● Части задания:
• 1. Процитируйте из отрывка о Чуковском кусок от слов «Через детство проходят» до слов «более четырех столетий?» включительно.
• 2. По отрывку о Чуковском: в какой главе он доказал, что попытки взрослых навязать детям свое, «взрослое», обречены на неудачу?
━━━━━ Данный отрывок
О стихах Чуковского можно сказать обратное: взрослые подхватили его стихи и сказки, написанные для детей. Они в полном смысле слова стали «всеобщим» чтением. К этому надо прибавить, что Корней Иванович был не только одним из основателей нашей детской литературы. Он создал теорию детской поэзии, показав ее «графичность», ее ритмическую подвижность, ее музыкальное и игровое начала. Но теории не было бы без «Крокодила», «Бармалея», «Мойдодыра». Кто не знает детских стихов и сказок Чуковского? Кто не восхищался их изяществом, звонкостью, простотой? Бесценное дело детской поэзии удалось ему потому, что он первый с высоты своего огромного роста наклонился к ребенку и прислушался к его речи, проник в сущность его интересов. Он понял, что дети должны как бы сами писать для себя, потому что книги взрослых, написанные вне этого открытия, проносятся мимо детского сознания.
В нем самом навсегда осталось что-то детское — вот почему ему удалось заговорить с детьми на их собственном языке.
Он, как на сцене, разыгрывал перед детьми их же собственный мир. Вот почему его детские книги не стареют — и никогда не состарятся.
Через детство проходят все, а детство и книги Корнея Ивановича нерасторжимы.
4
Но вот еще одна важная сторона его деятельности: народность.
В книге «От двух до пяти» он доказал, что русская детская песня была одним из сильнейших средств мудрой народной педагогической практики… «Точно таким же путем возникла и та великая книга, которая у англичан называется „Старуха Гусыня“… Стишки эти просеивались через тысячи сит, прежде чем из них образовался единственный всенародный песенник, без которого немыслимы детские годы английских, шотландских, австралийских, канадских детей»[40]. В самом деле, кто мог бы подумать, что стишки, переведенные С. Маршаком:
Потеряли котятки
На дороге перчатки
И в слезах прибежали домой,
насчитывают более четырех столетий?
Нарочитой бессмыслицей, чудачествами, словесной игрой неисчислимо богат дописьменный русский фольклор и лубочная литература. Но богатство это было едва затронуто до того «ренессанса» двадцатых-тридцатых годов, который неразрывно связан с именами К. Чуковского и С. Маршака. Однако мало было, шагнув через столетия, окинуть все это богатство свободным и широким взглядом. Мало было понять всю своевременность этого «ренессанса», возникшего на взлете молодой советской литературы. Надо было защитить свое открытие от прописной морали, от унылого мещанства, от людей, которые решительно доказывали, что на деревьях не могут расти башмаки («Чудо-дерево») или что крокодилу нечего делать на Невском проспекте: «Не того мы ждем от наших детских писателей».
В главе «Лепые нелепицы» Чуковский неопровержимо доказал, что стремление взрослых навязать детям свое, «взрослое» обречено на неудачу, потому что дети сотни лет боролись за свое право быть детьми — и победили.
━━━━━━━━━━
━━━━━ Записи набора
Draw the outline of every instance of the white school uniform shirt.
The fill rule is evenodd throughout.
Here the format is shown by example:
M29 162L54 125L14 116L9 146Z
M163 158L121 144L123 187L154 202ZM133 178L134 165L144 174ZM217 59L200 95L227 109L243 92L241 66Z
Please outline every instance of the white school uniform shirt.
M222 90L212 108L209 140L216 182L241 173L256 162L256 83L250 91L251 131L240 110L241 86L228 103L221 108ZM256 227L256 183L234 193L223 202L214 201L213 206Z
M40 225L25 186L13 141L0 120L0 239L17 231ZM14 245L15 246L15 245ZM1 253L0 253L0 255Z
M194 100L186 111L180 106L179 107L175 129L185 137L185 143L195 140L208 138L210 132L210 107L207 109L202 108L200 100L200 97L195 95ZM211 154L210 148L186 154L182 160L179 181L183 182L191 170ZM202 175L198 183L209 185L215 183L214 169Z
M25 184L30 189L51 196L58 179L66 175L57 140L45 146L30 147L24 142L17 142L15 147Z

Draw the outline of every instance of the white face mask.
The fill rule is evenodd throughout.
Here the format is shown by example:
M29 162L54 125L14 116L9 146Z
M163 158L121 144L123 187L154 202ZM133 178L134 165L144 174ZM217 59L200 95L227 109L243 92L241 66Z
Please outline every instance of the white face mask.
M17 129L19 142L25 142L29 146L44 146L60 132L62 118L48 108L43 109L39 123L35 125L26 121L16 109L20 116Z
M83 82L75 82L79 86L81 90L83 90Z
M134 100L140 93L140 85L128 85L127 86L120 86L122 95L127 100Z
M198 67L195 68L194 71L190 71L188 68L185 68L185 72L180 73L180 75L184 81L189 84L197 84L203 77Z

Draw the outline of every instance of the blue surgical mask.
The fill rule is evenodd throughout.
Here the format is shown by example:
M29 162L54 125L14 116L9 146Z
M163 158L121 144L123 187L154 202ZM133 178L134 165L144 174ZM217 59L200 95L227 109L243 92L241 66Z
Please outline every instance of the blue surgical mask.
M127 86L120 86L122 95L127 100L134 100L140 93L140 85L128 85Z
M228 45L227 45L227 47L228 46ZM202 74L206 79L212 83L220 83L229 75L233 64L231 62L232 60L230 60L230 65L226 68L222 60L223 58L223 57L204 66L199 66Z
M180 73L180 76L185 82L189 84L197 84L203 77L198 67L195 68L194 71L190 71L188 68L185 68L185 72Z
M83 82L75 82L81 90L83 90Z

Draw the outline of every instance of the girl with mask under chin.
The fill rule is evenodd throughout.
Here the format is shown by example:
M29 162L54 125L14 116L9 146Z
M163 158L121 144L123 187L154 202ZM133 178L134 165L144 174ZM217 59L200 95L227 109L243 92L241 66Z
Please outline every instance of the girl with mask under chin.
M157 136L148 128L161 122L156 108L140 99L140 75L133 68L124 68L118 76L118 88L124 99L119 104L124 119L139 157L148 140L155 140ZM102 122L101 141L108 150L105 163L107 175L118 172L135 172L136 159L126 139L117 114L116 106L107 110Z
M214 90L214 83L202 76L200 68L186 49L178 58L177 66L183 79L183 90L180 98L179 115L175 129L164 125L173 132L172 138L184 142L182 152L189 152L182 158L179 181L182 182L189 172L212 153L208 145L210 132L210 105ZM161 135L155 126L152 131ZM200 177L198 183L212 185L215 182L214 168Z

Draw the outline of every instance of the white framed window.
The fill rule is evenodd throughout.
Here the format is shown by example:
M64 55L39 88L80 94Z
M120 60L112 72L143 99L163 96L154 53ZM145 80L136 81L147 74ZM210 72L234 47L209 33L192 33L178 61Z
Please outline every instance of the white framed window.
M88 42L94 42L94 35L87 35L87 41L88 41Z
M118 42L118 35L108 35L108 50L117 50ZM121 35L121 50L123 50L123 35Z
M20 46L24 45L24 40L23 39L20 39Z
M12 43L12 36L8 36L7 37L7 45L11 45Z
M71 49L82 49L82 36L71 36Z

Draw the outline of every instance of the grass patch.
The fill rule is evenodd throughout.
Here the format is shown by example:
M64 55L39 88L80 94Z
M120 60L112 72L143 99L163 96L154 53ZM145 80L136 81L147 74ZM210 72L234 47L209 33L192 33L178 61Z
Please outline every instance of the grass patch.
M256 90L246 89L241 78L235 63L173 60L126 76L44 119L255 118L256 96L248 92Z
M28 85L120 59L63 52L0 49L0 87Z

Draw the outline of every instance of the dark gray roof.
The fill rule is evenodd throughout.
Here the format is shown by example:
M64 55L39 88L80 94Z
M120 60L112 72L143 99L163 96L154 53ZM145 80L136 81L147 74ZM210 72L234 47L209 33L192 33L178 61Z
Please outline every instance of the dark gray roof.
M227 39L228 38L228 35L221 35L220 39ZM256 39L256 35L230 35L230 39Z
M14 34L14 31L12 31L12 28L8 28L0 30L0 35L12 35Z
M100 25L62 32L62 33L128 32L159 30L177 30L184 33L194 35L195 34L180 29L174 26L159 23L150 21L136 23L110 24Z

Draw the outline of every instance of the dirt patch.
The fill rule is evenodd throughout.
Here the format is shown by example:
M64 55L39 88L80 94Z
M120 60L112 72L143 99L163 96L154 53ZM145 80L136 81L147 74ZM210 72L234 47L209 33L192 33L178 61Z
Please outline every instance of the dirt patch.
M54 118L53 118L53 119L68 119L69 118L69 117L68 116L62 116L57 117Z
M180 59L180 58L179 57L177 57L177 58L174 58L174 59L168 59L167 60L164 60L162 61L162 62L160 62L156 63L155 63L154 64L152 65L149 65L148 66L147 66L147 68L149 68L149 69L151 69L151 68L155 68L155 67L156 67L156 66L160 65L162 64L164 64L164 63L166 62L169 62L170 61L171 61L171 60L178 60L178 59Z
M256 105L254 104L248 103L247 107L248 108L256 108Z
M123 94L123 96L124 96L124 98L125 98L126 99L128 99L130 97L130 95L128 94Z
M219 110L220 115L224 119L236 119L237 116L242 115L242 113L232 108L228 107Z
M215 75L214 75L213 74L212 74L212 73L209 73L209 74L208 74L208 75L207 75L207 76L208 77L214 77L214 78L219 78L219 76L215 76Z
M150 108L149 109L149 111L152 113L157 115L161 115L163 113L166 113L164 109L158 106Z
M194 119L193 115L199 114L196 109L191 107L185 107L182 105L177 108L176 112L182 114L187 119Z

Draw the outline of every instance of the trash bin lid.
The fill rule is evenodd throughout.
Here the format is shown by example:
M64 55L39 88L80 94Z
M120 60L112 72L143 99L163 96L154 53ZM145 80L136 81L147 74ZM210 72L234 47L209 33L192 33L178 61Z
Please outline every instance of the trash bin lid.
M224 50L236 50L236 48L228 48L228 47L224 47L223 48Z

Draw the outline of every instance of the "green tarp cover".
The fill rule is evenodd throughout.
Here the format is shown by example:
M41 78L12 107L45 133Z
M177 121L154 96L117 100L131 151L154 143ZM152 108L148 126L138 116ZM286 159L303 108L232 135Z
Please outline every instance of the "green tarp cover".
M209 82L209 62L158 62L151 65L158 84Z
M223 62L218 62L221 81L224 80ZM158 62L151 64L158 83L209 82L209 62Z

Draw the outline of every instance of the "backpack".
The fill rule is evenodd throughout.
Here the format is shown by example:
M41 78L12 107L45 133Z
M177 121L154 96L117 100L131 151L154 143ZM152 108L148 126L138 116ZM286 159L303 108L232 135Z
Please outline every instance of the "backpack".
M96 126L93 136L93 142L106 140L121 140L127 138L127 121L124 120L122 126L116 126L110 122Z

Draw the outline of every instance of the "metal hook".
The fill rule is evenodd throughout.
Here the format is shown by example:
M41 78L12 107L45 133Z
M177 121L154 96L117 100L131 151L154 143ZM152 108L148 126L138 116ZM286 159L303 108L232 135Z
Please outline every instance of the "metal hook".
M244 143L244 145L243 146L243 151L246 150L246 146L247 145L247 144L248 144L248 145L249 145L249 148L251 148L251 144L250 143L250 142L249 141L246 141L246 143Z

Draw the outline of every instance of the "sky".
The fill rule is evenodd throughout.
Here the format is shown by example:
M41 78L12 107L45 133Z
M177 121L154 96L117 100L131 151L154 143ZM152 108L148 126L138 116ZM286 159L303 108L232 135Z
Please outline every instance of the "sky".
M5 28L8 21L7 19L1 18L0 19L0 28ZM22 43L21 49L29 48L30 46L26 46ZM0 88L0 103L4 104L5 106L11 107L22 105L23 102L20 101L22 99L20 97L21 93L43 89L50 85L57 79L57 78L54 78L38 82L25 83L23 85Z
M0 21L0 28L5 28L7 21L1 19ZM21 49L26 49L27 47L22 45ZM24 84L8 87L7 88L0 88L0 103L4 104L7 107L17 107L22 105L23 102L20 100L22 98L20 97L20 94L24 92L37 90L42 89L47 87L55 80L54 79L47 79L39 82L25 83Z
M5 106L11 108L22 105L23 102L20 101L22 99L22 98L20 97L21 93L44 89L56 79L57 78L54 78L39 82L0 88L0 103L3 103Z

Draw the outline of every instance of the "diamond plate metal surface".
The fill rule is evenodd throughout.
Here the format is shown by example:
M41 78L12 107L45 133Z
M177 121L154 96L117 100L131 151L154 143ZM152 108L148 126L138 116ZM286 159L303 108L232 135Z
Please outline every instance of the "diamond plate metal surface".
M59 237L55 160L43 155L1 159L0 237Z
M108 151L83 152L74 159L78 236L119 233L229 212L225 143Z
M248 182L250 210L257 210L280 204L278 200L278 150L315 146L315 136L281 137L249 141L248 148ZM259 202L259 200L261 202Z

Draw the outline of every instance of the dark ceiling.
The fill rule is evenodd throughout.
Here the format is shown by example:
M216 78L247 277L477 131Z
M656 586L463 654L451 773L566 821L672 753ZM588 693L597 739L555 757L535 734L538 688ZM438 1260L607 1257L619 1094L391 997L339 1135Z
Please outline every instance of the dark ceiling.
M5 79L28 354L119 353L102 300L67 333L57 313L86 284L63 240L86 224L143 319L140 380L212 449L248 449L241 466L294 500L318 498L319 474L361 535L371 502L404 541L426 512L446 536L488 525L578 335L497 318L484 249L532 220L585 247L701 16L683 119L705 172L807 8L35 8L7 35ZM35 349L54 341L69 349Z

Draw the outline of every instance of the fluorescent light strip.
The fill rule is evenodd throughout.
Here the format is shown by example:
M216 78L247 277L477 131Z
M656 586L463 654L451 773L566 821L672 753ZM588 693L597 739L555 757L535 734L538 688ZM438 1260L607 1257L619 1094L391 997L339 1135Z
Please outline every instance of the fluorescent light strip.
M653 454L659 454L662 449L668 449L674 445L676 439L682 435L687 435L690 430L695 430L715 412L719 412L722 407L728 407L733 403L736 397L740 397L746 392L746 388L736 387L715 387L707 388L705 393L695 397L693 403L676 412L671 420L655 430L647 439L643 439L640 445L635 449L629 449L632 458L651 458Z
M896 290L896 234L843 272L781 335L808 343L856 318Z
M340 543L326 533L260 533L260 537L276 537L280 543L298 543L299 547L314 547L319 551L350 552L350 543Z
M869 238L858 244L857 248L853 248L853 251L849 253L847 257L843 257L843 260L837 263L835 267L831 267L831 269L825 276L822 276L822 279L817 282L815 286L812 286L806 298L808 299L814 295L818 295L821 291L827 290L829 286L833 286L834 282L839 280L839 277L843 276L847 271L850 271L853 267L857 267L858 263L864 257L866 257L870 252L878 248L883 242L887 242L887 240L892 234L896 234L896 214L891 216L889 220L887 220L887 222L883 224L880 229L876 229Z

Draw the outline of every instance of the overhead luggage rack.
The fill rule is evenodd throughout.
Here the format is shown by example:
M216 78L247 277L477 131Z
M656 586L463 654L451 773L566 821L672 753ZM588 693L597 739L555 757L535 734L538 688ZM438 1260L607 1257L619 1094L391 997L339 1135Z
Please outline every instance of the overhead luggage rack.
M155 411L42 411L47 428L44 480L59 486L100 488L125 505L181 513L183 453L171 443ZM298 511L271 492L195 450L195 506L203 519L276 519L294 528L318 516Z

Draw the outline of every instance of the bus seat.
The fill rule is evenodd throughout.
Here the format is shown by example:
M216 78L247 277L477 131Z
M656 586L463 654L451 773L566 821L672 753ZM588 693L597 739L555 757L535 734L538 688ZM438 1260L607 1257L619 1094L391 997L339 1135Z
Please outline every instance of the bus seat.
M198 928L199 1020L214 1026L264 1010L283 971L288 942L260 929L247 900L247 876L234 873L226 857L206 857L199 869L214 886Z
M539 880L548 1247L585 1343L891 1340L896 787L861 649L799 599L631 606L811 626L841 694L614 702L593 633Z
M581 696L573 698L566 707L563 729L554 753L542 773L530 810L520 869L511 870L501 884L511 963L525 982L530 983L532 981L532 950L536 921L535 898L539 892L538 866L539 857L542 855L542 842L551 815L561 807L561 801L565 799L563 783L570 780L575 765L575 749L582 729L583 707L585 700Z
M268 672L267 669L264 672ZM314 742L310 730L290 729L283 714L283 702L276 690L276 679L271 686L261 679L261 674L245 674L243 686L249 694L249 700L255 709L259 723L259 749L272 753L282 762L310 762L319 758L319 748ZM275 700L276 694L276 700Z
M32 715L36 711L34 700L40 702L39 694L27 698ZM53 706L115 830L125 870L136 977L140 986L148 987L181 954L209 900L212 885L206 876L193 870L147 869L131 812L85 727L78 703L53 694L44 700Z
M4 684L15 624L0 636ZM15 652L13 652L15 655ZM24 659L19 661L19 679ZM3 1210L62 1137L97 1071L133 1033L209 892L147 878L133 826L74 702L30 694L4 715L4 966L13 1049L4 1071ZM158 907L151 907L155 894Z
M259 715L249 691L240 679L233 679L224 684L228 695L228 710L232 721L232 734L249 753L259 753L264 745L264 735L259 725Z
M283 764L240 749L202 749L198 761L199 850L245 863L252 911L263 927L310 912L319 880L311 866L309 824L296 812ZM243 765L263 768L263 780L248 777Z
━━━━━━━━━━
● Полные ответы:
• 1.
Через детство проходят все, а детство и книги Корнея Ивановича нерасторжимы.
4
Но вот еще одна важная сторона его деятельности: народность.
В книге «От двух до пяти» он доказал, что русская детская песня была одним из сильнейших средств мудрой народной педагогической практики… «Точно таким же путем возникла и та великая книга, которая у англичан называется „Старуха Гусыня“… Стишки эти просеивались через тысячи сит, прежде чем из них образовался единственный всенародный песенник, без которого немыслимы детские годы английских, шотландских, австралийских, канадских детей»[40]. В самом деле, кто мог бы подумать, что стишки, переведенные С. Маршаком:
Потеряли котятки
На дороге перчатки
И в слезах прибежали домой,
насчитывают более четырех столетий?

• 2. В главе «Лепые нелепицы».